## TASK TO CARRY OUT
Write out again the lines from the line with "I need to verify whether any firefighter exists" to the line with "1120, 774, 1321, 869", both included, requests and all. Multiply every bounding-box coordinate in the answers by 1.1, leaving the requests and their sample coordinates unchanged, and round each result to a whole number, with halves rounded up.

Image box annotation records
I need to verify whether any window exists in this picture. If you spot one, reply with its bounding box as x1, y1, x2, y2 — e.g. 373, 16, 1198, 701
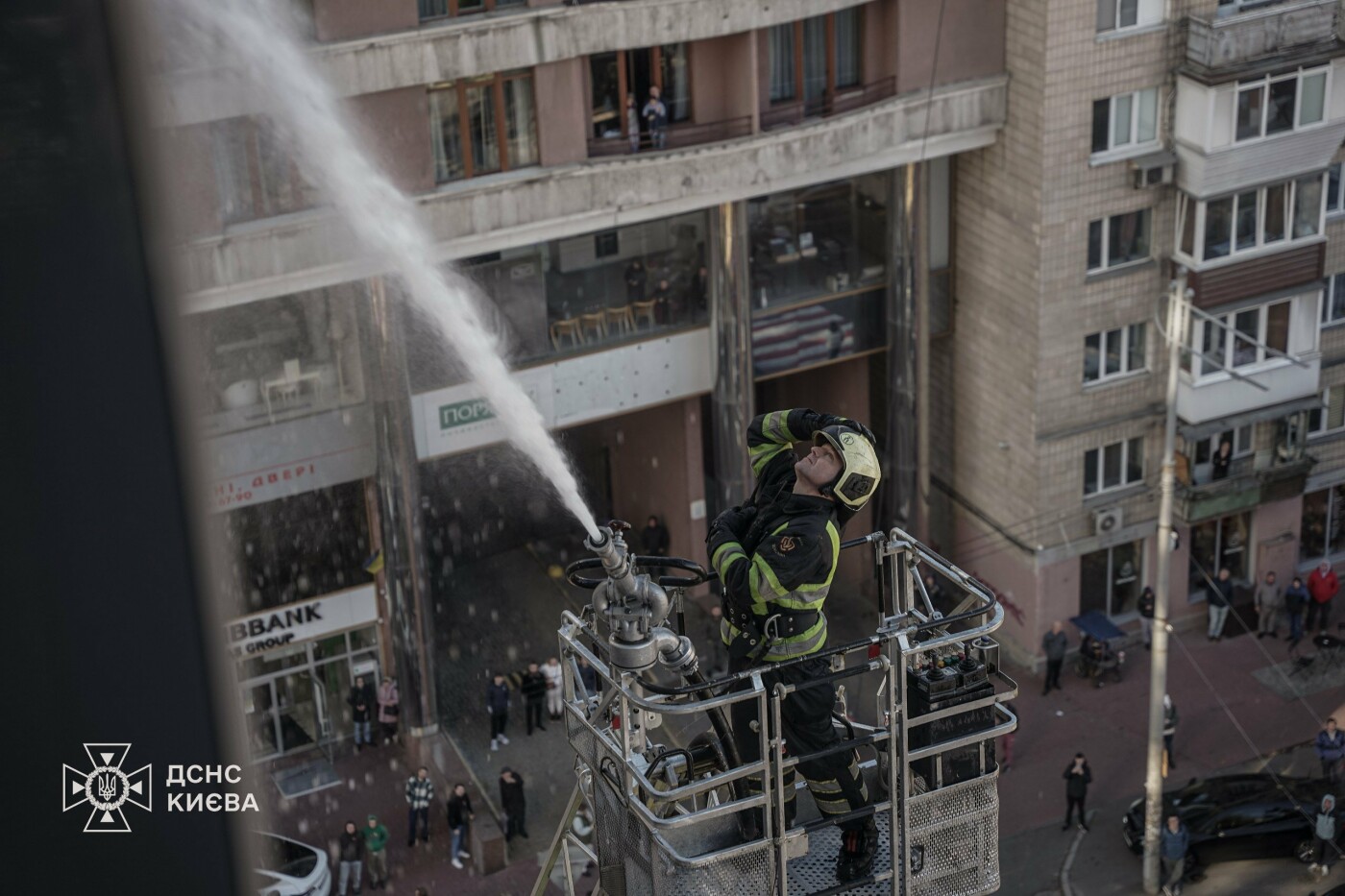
1234, 68, 1326, 141
1088, 208, 1149, 273
1092, 87, 1158, 154
1177, 175, 1325, 262
1097, 0, 1163, 34
1298, 486, 1345, 565
767, 7, 864, 114
1084, 325, 1144, 383
1190, 299, 1292, 378
1084, 439, 1144, 496
1308, 386, 1345, 439
429, 71, 538, 183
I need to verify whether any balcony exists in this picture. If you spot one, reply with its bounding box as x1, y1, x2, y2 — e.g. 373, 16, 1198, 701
1186, 0, 1339, 74
1177, 452, 1317, 524
176, 75, 1008, 303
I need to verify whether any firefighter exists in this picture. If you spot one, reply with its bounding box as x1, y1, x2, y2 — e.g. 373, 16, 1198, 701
706, 409, 881, 883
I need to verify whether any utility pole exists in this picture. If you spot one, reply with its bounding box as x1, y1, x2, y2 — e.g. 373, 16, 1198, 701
1144, 268, 1187, 893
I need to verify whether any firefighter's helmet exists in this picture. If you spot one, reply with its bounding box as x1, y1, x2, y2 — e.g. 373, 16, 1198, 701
813, 425, 882, 510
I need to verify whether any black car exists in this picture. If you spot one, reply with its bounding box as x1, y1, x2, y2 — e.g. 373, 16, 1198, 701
1120, 774, 1321, 869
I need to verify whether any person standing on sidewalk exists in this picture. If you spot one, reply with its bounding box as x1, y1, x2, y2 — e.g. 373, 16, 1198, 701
1312, 718, 1345, 785
1207, 567, 1234, 641
519, 664, 546, 738
501, 768, 527, 843
1308, 560, 1341, 632
336, 822, 364, 896
1060, 754, 1092, 830
1254, 571, 1284, 638
1308, 794, 1341, 877
1163, 694, 1177, 769
1160, 815, 1190, 896
360, 815, 387, 889
1139, 585, 1157, 650
448, 785, 477, 868
542, 657, 565, 721
1041, 618, 1069, 697
485, 672, 508, 749
406, 765, 434, 849
1284, 576, 1311, 647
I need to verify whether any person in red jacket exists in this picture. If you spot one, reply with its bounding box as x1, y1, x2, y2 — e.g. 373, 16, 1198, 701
1308, 560, 1341, 632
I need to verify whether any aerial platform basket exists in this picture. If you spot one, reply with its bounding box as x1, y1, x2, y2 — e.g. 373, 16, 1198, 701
534, 524, 1018, 896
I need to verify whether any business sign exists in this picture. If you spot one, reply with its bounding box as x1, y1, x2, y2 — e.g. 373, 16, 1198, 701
226, 585, 378, 657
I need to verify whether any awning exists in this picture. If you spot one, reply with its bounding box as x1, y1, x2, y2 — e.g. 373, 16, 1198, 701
1177, 396, 1322, 441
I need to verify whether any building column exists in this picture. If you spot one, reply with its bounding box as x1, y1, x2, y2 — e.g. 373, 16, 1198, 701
877, 163, 929, 538
369, 278, 438, 738
709, 202, 756, 514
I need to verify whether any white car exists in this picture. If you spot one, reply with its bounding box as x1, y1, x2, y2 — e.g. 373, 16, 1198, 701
256, 832, 332, 896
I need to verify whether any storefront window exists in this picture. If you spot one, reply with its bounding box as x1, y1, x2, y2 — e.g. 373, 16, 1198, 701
747, 172, 889, 313
187, 284, 364, 436
1298, 486, 1345, 565
1079, 541, 1144, 618
407, 211, 710, 393
1189, 514, 1251, 603
209, 482, 371, 618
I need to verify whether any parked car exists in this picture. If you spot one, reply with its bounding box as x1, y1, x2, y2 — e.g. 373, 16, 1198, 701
1120, 774, 1321, 873
255, 832, 332, 896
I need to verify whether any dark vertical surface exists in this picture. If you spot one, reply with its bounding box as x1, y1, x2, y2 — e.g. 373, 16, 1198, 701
0, 0, 234, 893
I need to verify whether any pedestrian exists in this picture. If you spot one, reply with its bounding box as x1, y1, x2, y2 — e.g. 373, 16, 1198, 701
1160, 814, 1190, 896
1163, 694, 1177, 768
346, 675, 377, 754
1308, 560, 1341, 632
1041, 618, 1069, 697
640, 87, 669, 150
625, 93, 640, 152
448, 783, 477, 868
1205, 567, 1234, 641
579, 657, 599, 697
336, 822, 364, 896
519, 664, 546, 738
640, 516, 669, 557
501, 768, 527, 843
1060, 754, 1092, 830
356, 815, 387, 892
1284, 576, 1311, 645
406, 765, 434, 849
1308, 794, 1341, 877
1139, 585, 1157, 650
485, 672, 508, 749
542, 657, 565, 721
1252, 571, 1284, 638
378, 675, 403, 745
1312, 718, 1345, 785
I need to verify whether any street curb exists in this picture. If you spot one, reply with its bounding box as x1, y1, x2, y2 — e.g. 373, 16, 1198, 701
1060, 809, 1097, 896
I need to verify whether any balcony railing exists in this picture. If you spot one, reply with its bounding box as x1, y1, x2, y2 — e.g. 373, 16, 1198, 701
1177, 450, 1317, 523
588, 115, 752, 158
761, 77, 897, 131
1186, 0, 1338, 70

## ANSWER
I need to verify whether any firefighter exists in this picture. If you spot one, reply with its bounding box as x1, y1, x2, y2 — e.g. 373, 16, 1198, 701
777, 450, 969, 971
I need to verify whether any utility pole exists in this picture. If you spot one, reply with its bounding box as x1, y1, x2, y2 — e.g. 373, 16, 1198, 701
1258, 295, 1306, 982
I need to verify whether any firefighter's helmet exists in this picture. If you spot one, reply with its bounding box as x1, y1, x2, y2 — e.g. 373, 16, 1198, 701
894, 468, 970, 561
I need to verify whether any black car exists in this picture. If you spot one, reply with its bounding box as x1, y1, x2, y2 — e.g. 373, 16, 1198, 701
1232, 851, 1453, 956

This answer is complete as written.